··· EXERCISE MATERIAL ···
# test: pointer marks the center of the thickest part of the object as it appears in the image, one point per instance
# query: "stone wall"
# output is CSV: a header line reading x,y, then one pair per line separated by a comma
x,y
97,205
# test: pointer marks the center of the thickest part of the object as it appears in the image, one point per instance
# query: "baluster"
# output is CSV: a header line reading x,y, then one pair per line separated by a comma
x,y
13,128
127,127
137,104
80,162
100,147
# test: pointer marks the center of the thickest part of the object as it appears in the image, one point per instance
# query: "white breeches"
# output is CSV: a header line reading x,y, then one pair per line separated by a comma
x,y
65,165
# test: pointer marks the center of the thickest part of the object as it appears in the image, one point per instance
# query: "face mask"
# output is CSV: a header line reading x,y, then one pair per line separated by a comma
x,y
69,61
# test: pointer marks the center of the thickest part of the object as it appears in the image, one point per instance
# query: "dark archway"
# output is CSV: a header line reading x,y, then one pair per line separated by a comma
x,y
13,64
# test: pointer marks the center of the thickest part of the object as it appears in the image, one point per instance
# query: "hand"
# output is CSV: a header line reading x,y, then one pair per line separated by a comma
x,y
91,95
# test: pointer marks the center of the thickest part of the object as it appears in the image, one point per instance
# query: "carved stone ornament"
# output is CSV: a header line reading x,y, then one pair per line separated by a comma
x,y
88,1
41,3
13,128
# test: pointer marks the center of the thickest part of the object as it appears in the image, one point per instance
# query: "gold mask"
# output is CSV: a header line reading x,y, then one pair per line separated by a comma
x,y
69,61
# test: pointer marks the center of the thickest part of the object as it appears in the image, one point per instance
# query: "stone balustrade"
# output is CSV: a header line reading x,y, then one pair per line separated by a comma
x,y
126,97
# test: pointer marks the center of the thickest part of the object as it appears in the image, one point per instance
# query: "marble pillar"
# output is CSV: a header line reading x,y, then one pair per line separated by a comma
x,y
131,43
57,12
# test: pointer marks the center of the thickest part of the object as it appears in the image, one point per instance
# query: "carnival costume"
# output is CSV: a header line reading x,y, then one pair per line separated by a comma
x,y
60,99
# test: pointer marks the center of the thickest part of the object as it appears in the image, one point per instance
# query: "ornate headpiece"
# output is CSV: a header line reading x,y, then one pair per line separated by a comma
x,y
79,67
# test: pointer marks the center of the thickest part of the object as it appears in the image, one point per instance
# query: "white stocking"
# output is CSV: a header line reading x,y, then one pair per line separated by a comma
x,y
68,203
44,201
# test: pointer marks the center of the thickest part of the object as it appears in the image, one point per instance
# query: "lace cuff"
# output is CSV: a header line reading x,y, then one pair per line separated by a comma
···
Copy out every line in the entries above that holds "white".

RESPONSE BOX:
# query: "white breeches"
# query: "white stocking"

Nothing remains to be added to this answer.